▶ _Texto da página_
★ ★ ★

Elisa Arruda é artista nascida na cidade de Belém do Pará, no ano de 1987, onde se formou em Design na IESAM//PA (2010). Trabalhou desenvolvendo uma série de mobiliários pelo SEBRAE Pará e oferecendo cursos de projeto de móveis, design, materiais, entre outros. Em 2014 mudou-se para São Paulo, cidade em que reside atualmente, onde realizou um mestrado na FAU-USP (2017).

Elisa Arruda. Foto: Ana Alexandrino.

Em suas práticas artísticas Elisa Arruda transita entre a gravura, pintura, desenho, aquarela, fotoperformance e instalação. Em seu trabalho mobiliza uma série de elementos autobiográficos, não confessionais e com conversações múltiplas com as perspectivas feministas nos territórios da arte explicitados em sua mais recente individual, Em casa (2021). Montada no Espaço Cultural do Banco da Amazônia, em Belém, a mostra tem curadoria de Vania Leal e contou com uma abertura virtual no dia 17/03. A montagem de Em casa, repleta de camadas latentes, instaura inúmeras perguntas, como deseja a artista. Em nossas conversas, Arruda explicou-me:

“as teorias feministas me abrem espaço, apresentam modos possíveis de me reconhecer mulher. No campo da arte me legitimam a possibilidade de uma produção leal ao que sou, ou desejo ser. Mas além delas, saindo do campo teórico, também as aprendizagens laterais, diárias, aquelas que crescem conosco: os conselhos, as observações de vida que me constituíram como sou; elas também me ensinam muito.”

As ressonâncias dessas questões apresentadas em trabalhos e exposições anteriores, como no caso de Redoma de Vidro (exposição individual, 2017), na Casa das Artes, também em sua cidade natal. As redomas de Elisa Arruda – que rendem o título do conjunto de trabalhos – constroem uma forte imagem: um corpo feminino, em posição fetal, colocado dentro de uma cápsula arredonda e transparente.

Redoma de vidro em desenho

As primeiras sensações, ao ver os desenhos, são de sufocamento, aprisionamento historicamente basilares nos modos de produção subjetivos das mulheres. Problemas instaurados pelo próprio título, uma referência ao livro A Redoma de Vidro (1963), de Sylvia Plath (Boston, 1932 – Londres, 1963).

★ ★ ★

▶ _Enunciado_
Segundo o texto sobre Elisa Arruda, em que instituição ela fez o mestrado?

▶ _Dados fornecidos_
★ ★ ★

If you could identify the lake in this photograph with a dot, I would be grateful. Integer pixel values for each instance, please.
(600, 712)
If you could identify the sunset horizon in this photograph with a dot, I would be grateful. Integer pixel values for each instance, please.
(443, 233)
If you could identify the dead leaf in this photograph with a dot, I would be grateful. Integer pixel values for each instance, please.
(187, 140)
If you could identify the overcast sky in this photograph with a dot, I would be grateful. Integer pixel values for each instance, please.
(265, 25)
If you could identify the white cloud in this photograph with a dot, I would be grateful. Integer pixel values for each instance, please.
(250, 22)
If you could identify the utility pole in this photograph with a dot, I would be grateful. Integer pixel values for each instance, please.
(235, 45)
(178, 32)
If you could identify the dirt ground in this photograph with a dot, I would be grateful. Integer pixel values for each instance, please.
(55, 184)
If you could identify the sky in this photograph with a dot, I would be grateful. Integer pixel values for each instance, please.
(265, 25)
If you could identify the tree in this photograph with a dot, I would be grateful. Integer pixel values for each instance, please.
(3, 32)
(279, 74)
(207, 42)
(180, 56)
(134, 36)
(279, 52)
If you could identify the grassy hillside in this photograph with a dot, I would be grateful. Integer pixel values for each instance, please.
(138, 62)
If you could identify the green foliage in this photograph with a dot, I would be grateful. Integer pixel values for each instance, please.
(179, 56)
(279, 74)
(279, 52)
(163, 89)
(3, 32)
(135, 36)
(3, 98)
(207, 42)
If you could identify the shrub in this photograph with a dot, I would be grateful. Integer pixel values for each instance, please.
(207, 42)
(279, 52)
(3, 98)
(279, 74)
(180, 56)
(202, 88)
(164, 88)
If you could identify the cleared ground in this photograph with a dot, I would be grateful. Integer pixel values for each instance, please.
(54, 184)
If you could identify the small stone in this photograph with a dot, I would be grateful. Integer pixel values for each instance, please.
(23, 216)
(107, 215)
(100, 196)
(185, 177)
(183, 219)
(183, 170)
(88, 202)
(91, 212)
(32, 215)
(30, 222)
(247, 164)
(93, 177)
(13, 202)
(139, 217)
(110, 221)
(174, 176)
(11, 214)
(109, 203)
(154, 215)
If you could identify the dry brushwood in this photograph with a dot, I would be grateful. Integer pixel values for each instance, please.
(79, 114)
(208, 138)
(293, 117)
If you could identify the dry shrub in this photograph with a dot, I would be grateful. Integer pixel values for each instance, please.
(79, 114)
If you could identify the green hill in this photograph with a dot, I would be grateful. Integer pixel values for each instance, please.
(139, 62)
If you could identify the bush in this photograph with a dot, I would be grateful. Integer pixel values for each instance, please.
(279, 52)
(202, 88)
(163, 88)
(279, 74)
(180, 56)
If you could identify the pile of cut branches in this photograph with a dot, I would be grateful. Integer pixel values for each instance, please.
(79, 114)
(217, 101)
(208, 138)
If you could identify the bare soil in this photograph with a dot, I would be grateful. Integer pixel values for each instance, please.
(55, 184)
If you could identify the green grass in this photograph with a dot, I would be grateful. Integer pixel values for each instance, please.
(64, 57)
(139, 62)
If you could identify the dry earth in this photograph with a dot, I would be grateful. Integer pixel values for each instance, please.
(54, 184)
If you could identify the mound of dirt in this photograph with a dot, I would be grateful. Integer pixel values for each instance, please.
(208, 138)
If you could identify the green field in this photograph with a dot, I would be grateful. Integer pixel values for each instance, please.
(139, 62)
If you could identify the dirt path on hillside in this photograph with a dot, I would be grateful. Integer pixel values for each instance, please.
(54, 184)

★ ★ ★

▶ _Exercício resolvido_
Na FAU-USP (2017).